Bloodletting schrieb:


> Was für eine Logik.
> Spiele und Gemälde, die dir nicht gefallen, sind keine Kunst.


 
 Das habe ich nicht gesagt!



Bloodletting schrieb:


> Die Flughafen Mission war vollkommen in Ordnung und sie hat mir sogar verdammt viel Spaß gemacht.
> Jetzt wird natürlich die Hälfte wieder aufschrecken und mich als Sadisten bezeichnen, aber es sind nur Pixel.
> Das ist mir zu jeder Zeit bewusst, zu jedem kleinsten Zeitpunkt.
> Man kann die Mission wiederholen und alle leben wieder. Es sind nur Pixel, verdammt.


 
 Und genau das können aber nicht alle Spieler so kritisch reflektieren wie du.
 Das ist das Problem!




Bloodletting schrieb:


> Ok, ich versuche es dir mal anders beizubringen.
> 
> Diese Flughafen-Mission verfügt über die "Gabe", die Menschen, die sie sehen oder sogar spielen, zum Nachdenken zu bringen.
> Und allein dass wir jetzt schon darüber diskutieren ist ein Sinnbild dessen, dass es der Autor dieser Mission geschafft hat.
> ...


 
 Doch die Notwendigkeit steht in Frage!
 Hast du es nötig, dass dir solche Missionen feilgeboten werden, damit du zum Nachdenken angeregt wirst? Das wäre ein Armutszeugnis deiner Selbst...
 Ich habe es jedenfalls nicht nötig und die meisten anderen Leuten hoffentlich auch nicht.




Bloodletting schrieb:


> Individuell, da Dinge wie Mord, Folter, Vergewaltigung in eigentlich jeder Gesellschaft verpönt sind.

- [Datenteil]

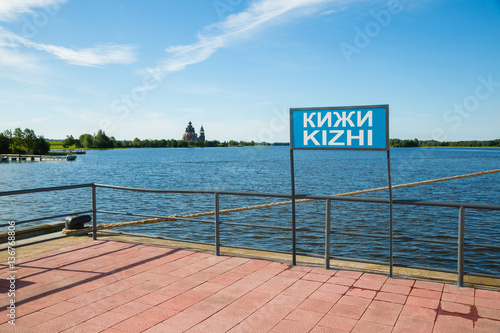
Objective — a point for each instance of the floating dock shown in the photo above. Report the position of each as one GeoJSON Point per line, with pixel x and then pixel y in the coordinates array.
{"type": "Point", "coordinates": [35, 158]}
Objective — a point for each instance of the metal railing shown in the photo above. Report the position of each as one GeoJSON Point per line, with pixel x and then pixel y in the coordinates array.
{"type": "Point", "coordinates": [461, 207]}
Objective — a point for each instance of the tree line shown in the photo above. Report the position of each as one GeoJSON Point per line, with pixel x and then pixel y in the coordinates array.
{"type": "Point", "coordinates": [23, 142]}
{"type": "Point", "coordinates": [434, 143]}
{"type": "Point", "coordinates": [101, 140]}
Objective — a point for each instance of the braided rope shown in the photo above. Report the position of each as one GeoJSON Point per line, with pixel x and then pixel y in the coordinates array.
{"type": "Point", "coordinates": [274, 204]}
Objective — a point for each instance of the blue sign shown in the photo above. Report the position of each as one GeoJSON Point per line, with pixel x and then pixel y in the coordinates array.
{"type": "Point", "coordinates": [363, 127]}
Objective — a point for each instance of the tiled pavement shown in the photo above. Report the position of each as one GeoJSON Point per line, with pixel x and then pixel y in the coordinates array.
{"type": "Point", "coordinates": [109, 286]}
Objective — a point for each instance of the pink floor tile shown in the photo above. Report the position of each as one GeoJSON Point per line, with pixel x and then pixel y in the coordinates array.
{"type": "Point", "coordinates": [396, 289]}
{"type": "Point", "coordinates": [338, 323]}
{"type": "Point", "coordinates": [316, 277]}
{"type": "Point", "coordinates": [419, 312]}
{"type": "Point", "coordinates": [429, 285]}
{"type": "Point", "coordinates": [349, 274]}
{"type": "Point", "coordinates": [389, 297]}
{"type": "Point", "coordinates": [483, 325]}
{"type": "Point", "coordinates": [380, 317]}
{"type": "Point", "coordinates": [108, 319]}
{"type": "Point", "coordinates": [316, 305]}
{"type": "Point", "coordinates": [488, 313]}
{"type": "Point", "coordinates": [86, 327]}
{"type": "Point", "coordinates": [371, 327]}
{"type": "Point", "coordinates": [347, 311]}
{"type": "Point", "coordinates": [290, 326]}
{"type": "Point", "coordinates": [488, 303]}
{"type": "Point", "coordinates": [426, 293]}
{"type": "Point", "coordinates": [406, 324]}
{"type": "Point", "coordinates": [135, 324]}
{"type": "Point", "coordinates": [453, 324]}
{"type": "Point", "coordinates": [361, 293]}
{"type": "Point", "coordinates": [355, 301]}
{"type": "Point", "coordinates": [488, 294]}
{"type": "Point", "coordinates": [305, 316]}
{"type": "Point", "coordinates": [341, 281]}
{"type": "Point", "coordinates": [456, 298]}
{"type": "Point", "coordinates": [423, 302]}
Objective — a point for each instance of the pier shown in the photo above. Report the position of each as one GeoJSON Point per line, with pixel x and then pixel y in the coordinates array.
{"type": "Point", "coordinates": [98, 279]}
{"type": "Point", "coordinates": [35, 158]}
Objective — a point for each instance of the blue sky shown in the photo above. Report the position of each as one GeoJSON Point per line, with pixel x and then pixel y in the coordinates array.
{"type": "Point", "coordinates": [144, 69]}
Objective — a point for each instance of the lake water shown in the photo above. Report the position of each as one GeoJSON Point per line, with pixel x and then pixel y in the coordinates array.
{"type": "Point", "coordinates": [267, 169]}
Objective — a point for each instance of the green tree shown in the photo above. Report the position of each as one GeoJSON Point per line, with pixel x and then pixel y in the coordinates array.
{"type": "Point", "coordinates": [29, 140]}
{"type": "Point", "coordinates": [41, 146]}
{"type": "Point", "coordinates": [4, 144]}
{"type": "Point", "coordinates": [69, 141]}
{"type": "Point", "coordinates": [18, 141]}
{"type": "Point", "coordinates": [8, 136]}
{"type": "Point", "coordinates": [101, 140]}
{"type": "Point", "coordinates": [86, 140]}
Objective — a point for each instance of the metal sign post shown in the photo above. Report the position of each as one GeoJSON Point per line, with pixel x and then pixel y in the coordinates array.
{"type": "Point", "coordinates": [340, 128]}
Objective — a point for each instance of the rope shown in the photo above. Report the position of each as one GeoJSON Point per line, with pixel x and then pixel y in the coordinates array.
{"type": "Point", "coordinates": [274, 204]}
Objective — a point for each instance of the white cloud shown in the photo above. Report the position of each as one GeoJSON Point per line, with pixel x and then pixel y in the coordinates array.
{"type": "Point", "coordinates": [98, 55]}
{"type": "Point", "coordinates": [12, 9]}
{"type": "Point", "coordinates": [95, 56]}
{"type": "Point", "coordinates": [233, 28]}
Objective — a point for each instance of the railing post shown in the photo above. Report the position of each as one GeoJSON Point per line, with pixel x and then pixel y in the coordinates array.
{"type": "Point", "coordinates": [94, 213]}
{"type": "Point", "coordinates": [217, 226]}
{"type": "Point", "coordinates": [327, 233]}
{"type": "Point", "coordinates": [460, 259]}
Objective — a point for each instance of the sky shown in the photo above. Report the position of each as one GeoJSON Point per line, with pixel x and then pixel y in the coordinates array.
{"type": "Point", "coordinates": [146, 68]}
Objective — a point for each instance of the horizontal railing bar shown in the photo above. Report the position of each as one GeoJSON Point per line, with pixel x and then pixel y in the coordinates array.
{"type": "Point", "coordinates": [44, 189]}
{"type": "Point", "coordinates": [255, 249]}
{"type": "Point", "coordinates": [151, 236]}
{"type": "Point", "coordinates": [424, 240]}
{"type": "Point", "coordinates": [153, 216]}
{"type": "Point", "coordinates": [48, 218]}
{"type": "Point", "coordinates": [264, 194]}
{"type": "Point", "coordinates": [306, 196]}
{"type": "Point", "coordinates": [482, 245]}
{"type": "Point", "coordinates": [358, 234]}
{"type": "Point", "coordinates": [48, 239]}
{"type": "Point", "coordinates": [267, 227]}
{"type": "Point", "coordinates": [186, 191]}
{"type": "Point", "coordinates": [256, 226]}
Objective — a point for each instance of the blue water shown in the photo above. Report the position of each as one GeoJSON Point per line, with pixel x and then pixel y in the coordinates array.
{"type": "Point", "coordinates": [268, 170]}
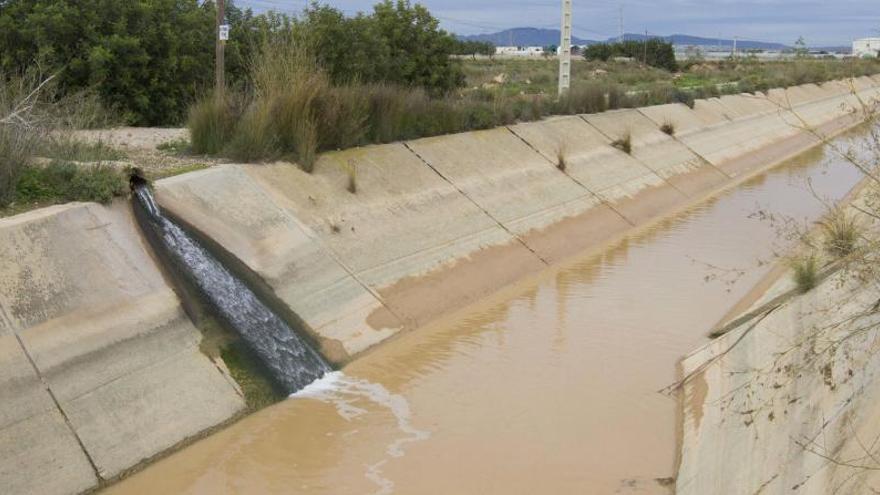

- [Aufgabe A] Gib die Forumsdiskussion über die Flughafen-Mission zwischen „Doch die Notwendigkeit“ und „Armutszeugnis deiner Selbst...“ einschließlich wieder und tausche dabei „Notwendigkeit“ gegen „Berechtigung“ aus.
- [Aufgabe B] Setze die Forumsdiskussion über die Flughafen-Mission nach ihrem letzten Satz fort.

- [Antwort A]
Doch die Berechtigung steht in Frage!
 Hast du es nötig, dass dir solche Missionen feilgeboten werden, damit du zum Nachdenken angeregt wirst? Das wäre ein Armutszeugnis deiner Selbst...

- [Antwort B]
LOL jetzt musste ich wirklich lachen. Diese Dinge sind nicht verpöhnt, es handelt sich dabei um *Straftaten*. Nicht mehr und nicht weniger.

Es geht bei dem Thema hier doch um die unnötig heftige Darstellung der Gewaltszenen.
Wie die Jungs von GameOne so schön gesagt haben: Eine Explosion auf dem Flughafen hätte es genauso getan. Stattdessen werden Minutenlang ein Haufen Zivilisten einfach über den Haufen geballert. Das ist doch unnötig brutal... wer braucht sowas? Die Story hätte genauso gut mit jedem anderen "simulierten" terroristischen Akt funktioniert.
Also der Sinn und Zweck dieser Mission erschließt sich mir trotz allen Aufstands der Egoshooter-Verfechter nicht.


----------



## ZAM (27. August 2010)

Konov schrieb:


> Also der Sinn und Zweck dieser Mission erschließt sich mir trotz allen Aufstands der Egoshooter-Verfechter nicht.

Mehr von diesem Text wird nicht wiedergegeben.